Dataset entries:
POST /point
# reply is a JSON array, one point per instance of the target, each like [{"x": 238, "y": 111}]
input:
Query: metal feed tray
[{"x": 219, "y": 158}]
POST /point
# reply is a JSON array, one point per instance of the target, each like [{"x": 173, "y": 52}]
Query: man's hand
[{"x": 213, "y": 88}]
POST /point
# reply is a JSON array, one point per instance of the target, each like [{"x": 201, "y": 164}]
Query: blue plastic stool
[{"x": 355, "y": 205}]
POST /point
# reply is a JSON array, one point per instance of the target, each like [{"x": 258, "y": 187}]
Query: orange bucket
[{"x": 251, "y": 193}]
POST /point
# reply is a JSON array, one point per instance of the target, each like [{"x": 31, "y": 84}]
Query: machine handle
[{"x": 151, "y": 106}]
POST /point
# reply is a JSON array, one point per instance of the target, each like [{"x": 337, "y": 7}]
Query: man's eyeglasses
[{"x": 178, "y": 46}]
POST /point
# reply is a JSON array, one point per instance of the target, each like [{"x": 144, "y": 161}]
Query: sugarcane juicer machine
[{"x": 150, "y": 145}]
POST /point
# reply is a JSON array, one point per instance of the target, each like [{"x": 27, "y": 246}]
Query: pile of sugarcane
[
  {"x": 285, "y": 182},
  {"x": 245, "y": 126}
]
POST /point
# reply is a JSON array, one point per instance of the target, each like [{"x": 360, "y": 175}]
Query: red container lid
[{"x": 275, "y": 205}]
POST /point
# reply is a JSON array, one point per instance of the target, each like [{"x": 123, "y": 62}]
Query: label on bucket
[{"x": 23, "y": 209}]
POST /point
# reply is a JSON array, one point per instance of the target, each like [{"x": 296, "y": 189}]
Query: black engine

Activity -> With the records above in view, retype each one exactly.

Result for this task ->
POST /point
# reply is a JSON array, one point per instance of the target, each like [{"x": 238, "y": 111}]
input:
Query: metal feed tray
[{"x": 219, "y": 158}]
POST /point
# reply is a JSON array, one point per instance of the target, each like [{"x": 173, "y": 52}]
Query: man's hand
[{"x": 213, "y": 88}]
POST /point
# reply is a JSON array, one point per instance of the target, each like [{"x": 201, "y": 164}]
Query: blue plastic stool
[{"x": 355, "y": 205}]
POST /point
# reply is a JSON array, one point per instance of the target, each like [{"x": 258, "y": 187}]
Query: orange bucket
[{"x": 251, "y": 193}]
POST /point
# reply is a JSON array, one point per instance of the target, each like [{"x": 31, "y": 84}]
Query: machine handle
[{"x": 151, "y": 106}]
POST /point
# reply is a JSON array, one point per instance of the target, each like [{"x": 337, "y": 7}]
Query: man's eyeglasses
[{"x": 178, "y": 46}]
POST /point
# reply is a JSON array, one point per instance of the target, each like [{"x": 144, "y": 161}]
Query: sugarcane juicer machine
[{"x": 150, "y": 145}]
POST /point
# reply is a JSON array, one point per instance of the target, each like [{"x": 27, "y": 246}]
Query: pile of sugarcane
[
  {"x": 285, "y": 182},
  {"x": 245, "y": 126}
]
POST /point
# reply is a JSON array, one point per instance of the target, each like [{"x": 360, "y": 175}]
Query: red container lid
[{"x": 275, "y": 205}]
POST /point
# reply is a JSON array, one point per instance of the target, each like [{"x": 123, "y": 62}]
Query: label on bucket
[{"x": 23, "y": 209}]
POST /point
# reply is a JSON array, one point per instance of the target, each like [{"x": 296, "y": 189}]
Query: black engine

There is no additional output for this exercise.